Task to complete
Rewrite the lines below as a numbered list, omitting any blank lines.

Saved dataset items
════════════════
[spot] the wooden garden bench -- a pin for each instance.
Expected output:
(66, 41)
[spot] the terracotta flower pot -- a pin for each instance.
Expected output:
════════════════
The output
1. [spot] the wooden garden bench -- a pin for each instance.
2. Expected output:
3. (66, 41)
4. [spot] the terracotta flower pot -- a pin for each instance.
5. Expected output:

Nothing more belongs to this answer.